== GIVEN RECORDS ==

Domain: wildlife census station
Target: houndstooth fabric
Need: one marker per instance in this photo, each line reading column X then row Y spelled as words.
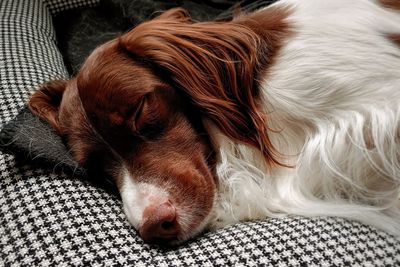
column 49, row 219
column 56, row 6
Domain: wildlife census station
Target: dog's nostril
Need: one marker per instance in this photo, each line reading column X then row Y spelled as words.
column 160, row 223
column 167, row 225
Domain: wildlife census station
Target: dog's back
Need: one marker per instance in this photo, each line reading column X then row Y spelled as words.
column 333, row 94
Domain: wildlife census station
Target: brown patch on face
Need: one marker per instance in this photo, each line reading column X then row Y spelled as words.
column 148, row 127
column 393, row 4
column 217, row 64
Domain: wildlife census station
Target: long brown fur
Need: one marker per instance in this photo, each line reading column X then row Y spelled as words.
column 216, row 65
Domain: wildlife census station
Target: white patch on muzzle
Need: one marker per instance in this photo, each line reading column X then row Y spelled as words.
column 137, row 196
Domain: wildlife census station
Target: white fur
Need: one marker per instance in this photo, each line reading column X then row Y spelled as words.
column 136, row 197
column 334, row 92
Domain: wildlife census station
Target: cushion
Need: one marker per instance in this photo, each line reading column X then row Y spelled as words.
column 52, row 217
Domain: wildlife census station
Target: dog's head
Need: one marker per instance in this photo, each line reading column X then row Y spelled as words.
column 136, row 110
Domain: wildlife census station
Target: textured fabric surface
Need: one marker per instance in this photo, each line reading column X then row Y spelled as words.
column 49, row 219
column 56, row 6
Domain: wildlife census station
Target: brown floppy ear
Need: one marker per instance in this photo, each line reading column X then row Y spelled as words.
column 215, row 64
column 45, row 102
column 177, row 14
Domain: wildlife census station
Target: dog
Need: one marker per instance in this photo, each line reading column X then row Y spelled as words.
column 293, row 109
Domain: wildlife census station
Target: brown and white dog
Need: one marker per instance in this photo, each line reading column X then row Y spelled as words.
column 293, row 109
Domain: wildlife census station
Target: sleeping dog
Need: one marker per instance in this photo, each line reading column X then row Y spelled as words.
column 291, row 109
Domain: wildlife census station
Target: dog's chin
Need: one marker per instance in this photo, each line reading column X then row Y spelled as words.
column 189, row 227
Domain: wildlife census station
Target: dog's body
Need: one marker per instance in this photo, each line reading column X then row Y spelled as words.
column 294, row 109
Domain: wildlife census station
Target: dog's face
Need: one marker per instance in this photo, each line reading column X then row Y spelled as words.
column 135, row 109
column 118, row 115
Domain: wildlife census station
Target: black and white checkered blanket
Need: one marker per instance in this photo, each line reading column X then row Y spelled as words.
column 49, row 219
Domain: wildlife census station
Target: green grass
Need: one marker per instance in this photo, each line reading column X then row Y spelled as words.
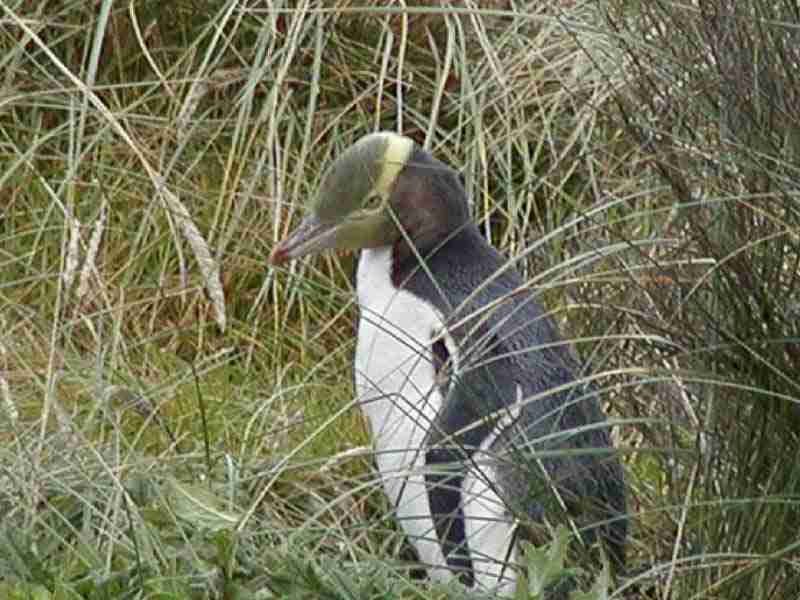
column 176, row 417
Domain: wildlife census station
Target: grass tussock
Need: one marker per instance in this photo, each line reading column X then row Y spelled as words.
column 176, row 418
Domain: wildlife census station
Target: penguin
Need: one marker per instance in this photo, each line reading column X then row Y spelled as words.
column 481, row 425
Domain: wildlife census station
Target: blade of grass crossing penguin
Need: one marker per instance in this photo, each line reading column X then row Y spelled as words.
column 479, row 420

===

WHAT IS NEEDED - Render every line of the entries above as a Markdown table with the columns Row and Line, numbering the rows in order. Skip blank lines and leave the pictures out.

TASK RESULT -
| Row | Line |
|---|---|
| 1 | Domain: wildlife census station |
| 2 | Target: houndstooth fabric |
| 3 | Need: one marker per instance in this photo, each line reading column X then row Y spelled as words. |
| 4 | column 49, row 219 |
| 5 | column 56, row 6 |
| 6 | Domain: wildlife census station |
| 7 | Target: dog's nostril |
| 8 | Need: one marker per instance in this photo, each line reading column X then row Y spelled as words. |
| 9 | column 160, row 223 |
| 10 | column 167, row 225 |
| 11 | Domain: wildlife census station |
| 12 | Target: dog's back |
| 13 | Need: one marker per instance in this photo, each line reading column X then row Y spelled as words. |
| 14 | column 333, row 94 |
| 15 | Domain: wildlife census station |
| 16 | Target: brown patch on face |
| 17 | Need: one marker per instance in this photo, each line reading column X then row Y spelled as words. |
| 18 | column 148, row 127 |
| 19 | column 393, row 4 |
| 20 | column 217, row 64 |
| 21 | Domain: wildlife census station |
| 22 | Target: long brown fur |
| 23 | Need: one marker per instance in this photo, each line reading column X then row Y spelled as words. |
| 24 | column 216, row 65 |
| 25 | Domain: wildlife census station |
| 26 | Target: white patch on muzzle |
| 27 | Need: one marker per instance in this photo, each line reading column X then row Y spelled as words. |
| 28 | column 137, row 196 |
| 29 | Domain: wildlife census station |
| 30 | Target: white fur |
| 31 | Need: one marker per instance in this photo, each line reading column X then row Y spelled as words. |
| 32 | column 136, row 197 |
| 33 | column 334, row 92 |
| 34 | Domain: wildlife census station |
| 35 | Target: cushion |
| 36 | Need: one marker per instance in this photo, each line reading column X then row Y spelled as words. |
| 37 | column 52, row 217 |
| 38 | Domain: wildlife census station |
| 39 | Target: dog's head |
| 40 | Need: one marker per instance in this photo, each line reading column X then row Y spelled as words. |
| 41 | column 136, row 110 |
| 42 | Domain: wildlife census station |
| 43 | Target: textured fabric surface |
| 44 | Need: one marker per instance in this photo, each line reading column X then row Y spelled as words. |
| 45 | column 49, row 219 |
| 46 | column 56, row 6 |
| 47 | Domain: wildlife census station |
| 48 | Target: brown floppy ear |
| 49 | Need: one marker per instance in this photo, each line reading column X then row Y spelled as words. |
| 50 | column 215, row 64 |
| 51 | column 45, row 102 |
| 52 | column 177, row 14 |
| 53 | Domain: wildlife census station |
| 54 | Target: dog |
| 55 | Need: one marker per instance in this photo, each line reading column X then row Y spelled as words. |
| 56 | column 293, row 109 |
| 57 | Domain: wildlife census station |
| 58 | Target: brown and white dog |
| 59 | Need: one marker per instance in this photo, each line reading column X then row Y spelled as words. |
| 60 | column 293, row 109 |
| 61 | Domain: wildlife census station |
| 62 | Target: sleeping dog |
| 63 | Need: one marker per instance in this photo, each line reading column X then row Y spelled as words. |
| 64 | column 291, row 109 |
| 65 | Domain: wildlife census station |
| 66 | Target: dog's chin |
| 67 | Need: one marker per instance in this photo, each line reading column X then row Y spelled as words. |
| 68 | column 189, row 227 |
| 69 | Domain: wildlife census station |
| 70 | Target: dog's body |
| 71 | Need: one marker per instance in this photo, each line reading column X then row Y spelled as words. |
| 72 | column 294, row 109 |
| 73 | Domain: wildlife census station |
| 74 | Target: dog's face |
| 75 | Need: one marker per instance in this photo, each line reading column X then row Y spelled as words. |
| 76 | column 135, row 109 |
| 77 | column 118, row 115 |
| 78 | Domain: wildlife census station |
| 79 | Target: black and white checkered blanket |
| 80 | Need: one marker per instance in this photo, each line reading column X then row Y spelled as words. |
| 81 | column 49, row 219 |
| 82 | Domain: wildlife census station |
| 83 | Target: green grass |
| 84 | Need: one marker per instance in this photo, each line reading column X then row Y spelled as words. |
| 85 | column 176, row 417 |
| 86 | Domain: wildlife census station |
| 87 | Target: grass tussock |
| 88 | Need: one marker per instance in this photo, each line reading column X then row Y spelled as words. |
| 89 | column 176, row 418 |
| 90 | Domain: wildlife census station |
| 91 | Target: penguin |
| 92 | Need: one marker per instance in this photo, each line reading column X then row Y spelled as words. |
| 93 | column 481, row 425 |
| 94 | Domain: wildlife census station |
| 95 | Target: blade of grass crossing penguin |
| 96 | Need: one marker per instance in this photo, each line reading column X then row Y spelled as words. |
| 97 | column 479, row 420 |